Using the records below, report how many lines hold "flag", with no extra text.

START Provided material

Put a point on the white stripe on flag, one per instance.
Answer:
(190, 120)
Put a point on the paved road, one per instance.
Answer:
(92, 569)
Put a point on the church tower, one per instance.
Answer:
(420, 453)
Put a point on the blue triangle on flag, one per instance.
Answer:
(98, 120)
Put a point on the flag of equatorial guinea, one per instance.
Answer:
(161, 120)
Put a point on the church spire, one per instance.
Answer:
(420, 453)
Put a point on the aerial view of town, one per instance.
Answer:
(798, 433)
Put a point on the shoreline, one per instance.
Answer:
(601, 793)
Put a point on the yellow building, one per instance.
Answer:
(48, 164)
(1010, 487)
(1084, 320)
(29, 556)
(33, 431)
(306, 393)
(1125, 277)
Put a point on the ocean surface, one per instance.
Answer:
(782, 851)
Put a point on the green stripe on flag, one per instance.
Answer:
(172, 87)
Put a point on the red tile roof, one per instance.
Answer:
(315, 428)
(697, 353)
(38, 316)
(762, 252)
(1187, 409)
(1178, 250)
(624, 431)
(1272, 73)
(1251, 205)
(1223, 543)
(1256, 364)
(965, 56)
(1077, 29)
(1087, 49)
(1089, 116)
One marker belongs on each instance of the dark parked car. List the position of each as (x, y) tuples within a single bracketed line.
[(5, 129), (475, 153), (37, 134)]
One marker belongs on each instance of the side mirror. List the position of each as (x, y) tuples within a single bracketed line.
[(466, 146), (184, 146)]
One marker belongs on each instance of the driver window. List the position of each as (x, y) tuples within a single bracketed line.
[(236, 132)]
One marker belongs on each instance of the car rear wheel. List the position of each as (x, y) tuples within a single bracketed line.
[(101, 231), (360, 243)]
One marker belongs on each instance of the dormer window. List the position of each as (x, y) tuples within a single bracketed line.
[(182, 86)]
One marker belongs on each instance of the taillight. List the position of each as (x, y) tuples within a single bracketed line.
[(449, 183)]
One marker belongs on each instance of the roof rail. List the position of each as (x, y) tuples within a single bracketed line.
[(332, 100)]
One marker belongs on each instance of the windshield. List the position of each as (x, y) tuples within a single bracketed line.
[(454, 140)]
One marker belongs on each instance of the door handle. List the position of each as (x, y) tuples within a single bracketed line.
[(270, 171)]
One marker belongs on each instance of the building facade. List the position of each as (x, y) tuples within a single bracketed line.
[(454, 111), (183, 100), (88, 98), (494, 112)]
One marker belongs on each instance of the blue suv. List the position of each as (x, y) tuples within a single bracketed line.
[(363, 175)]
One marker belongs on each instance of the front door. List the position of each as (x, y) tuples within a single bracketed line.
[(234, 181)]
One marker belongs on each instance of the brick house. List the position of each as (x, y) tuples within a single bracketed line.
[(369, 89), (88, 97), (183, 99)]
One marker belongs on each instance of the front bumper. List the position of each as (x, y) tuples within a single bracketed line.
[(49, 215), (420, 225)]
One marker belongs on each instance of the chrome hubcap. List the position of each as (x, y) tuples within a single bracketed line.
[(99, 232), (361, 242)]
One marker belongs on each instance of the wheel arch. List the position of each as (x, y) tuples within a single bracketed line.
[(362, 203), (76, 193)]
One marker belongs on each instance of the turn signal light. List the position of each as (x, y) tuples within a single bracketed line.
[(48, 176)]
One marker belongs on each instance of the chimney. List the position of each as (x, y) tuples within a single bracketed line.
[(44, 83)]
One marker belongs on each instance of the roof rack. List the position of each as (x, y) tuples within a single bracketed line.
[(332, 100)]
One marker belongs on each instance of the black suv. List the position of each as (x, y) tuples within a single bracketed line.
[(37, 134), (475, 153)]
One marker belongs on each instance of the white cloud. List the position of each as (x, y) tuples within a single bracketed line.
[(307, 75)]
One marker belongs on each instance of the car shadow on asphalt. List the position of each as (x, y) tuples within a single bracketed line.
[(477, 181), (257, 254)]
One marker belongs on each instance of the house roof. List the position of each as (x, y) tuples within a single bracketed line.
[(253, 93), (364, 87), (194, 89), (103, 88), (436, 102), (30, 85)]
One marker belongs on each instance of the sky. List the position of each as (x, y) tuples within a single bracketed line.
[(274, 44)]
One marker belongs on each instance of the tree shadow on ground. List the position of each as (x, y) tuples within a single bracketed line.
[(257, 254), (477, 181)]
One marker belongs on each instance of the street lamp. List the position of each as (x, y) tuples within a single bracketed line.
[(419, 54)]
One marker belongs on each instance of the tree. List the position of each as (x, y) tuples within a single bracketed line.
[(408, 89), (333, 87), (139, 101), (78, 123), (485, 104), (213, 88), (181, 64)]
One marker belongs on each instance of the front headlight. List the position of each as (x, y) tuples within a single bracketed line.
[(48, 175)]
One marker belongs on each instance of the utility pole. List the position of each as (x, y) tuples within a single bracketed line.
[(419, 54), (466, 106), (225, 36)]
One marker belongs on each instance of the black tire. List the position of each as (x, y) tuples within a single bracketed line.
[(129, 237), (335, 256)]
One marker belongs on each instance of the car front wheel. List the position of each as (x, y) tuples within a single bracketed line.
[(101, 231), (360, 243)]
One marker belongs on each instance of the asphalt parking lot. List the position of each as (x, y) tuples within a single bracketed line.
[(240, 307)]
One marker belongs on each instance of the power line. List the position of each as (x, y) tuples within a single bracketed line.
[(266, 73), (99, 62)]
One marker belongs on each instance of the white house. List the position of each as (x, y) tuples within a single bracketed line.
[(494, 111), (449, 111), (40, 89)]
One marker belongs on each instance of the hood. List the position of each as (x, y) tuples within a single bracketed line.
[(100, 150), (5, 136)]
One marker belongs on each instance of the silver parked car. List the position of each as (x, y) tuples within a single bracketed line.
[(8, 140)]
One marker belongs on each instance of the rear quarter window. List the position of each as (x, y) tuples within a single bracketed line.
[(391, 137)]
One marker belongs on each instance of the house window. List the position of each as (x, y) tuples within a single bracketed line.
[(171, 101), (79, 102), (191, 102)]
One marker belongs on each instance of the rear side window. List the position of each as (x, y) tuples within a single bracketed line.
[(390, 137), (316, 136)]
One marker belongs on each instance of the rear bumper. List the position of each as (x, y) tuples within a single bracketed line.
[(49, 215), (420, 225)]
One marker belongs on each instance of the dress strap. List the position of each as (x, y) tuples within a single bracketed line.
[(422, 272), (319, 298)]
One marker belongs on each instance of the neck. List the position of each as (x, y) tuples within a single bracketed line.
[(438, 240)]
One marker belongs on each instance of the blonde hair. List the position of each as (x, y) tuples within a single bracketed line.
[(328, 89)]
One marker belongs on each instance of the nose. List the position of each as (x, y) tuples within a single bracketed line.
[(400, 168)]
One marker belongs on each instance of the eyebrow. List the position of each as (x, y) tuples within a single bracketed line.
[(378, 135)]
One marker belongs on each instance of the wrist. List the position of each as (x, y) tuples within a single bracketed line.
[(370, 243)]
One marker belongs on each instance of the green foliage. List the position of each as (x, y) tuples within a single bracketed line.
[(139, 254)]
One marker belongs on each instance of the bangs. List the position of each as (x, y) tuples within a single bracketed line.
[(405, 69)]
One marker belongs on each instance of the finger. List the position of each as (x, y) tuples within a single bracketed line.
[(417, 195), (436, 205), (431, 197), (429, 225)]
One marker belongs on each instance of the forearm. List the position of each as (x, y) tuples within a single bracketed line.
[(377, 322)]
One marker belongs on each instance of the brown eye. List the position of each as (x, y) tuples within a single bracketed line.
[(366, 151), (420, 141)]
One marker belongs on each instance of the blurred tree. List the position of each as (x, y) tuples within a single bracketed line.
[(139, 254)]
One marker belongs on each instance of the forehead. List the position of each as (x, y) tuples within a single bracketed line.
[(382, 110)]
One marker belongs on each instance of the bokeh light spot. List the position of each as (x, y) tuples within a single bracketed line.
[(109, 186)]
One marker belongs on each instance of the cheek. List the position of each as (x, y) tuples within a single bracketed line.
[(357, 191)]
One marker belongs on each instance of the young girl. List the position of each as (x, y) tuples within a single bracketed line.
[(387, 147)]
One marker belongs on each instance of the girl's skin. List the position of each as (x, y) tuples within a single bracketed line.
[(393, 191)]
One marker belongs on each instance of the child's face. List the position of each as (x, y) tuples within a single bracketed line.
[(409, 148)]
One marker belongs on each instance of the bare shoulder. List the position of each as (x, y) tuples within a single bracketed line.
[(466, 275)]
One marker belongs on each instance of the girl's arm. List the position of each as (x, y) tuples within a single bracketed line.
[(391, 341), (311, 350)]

END Provided material

§ Written reply
4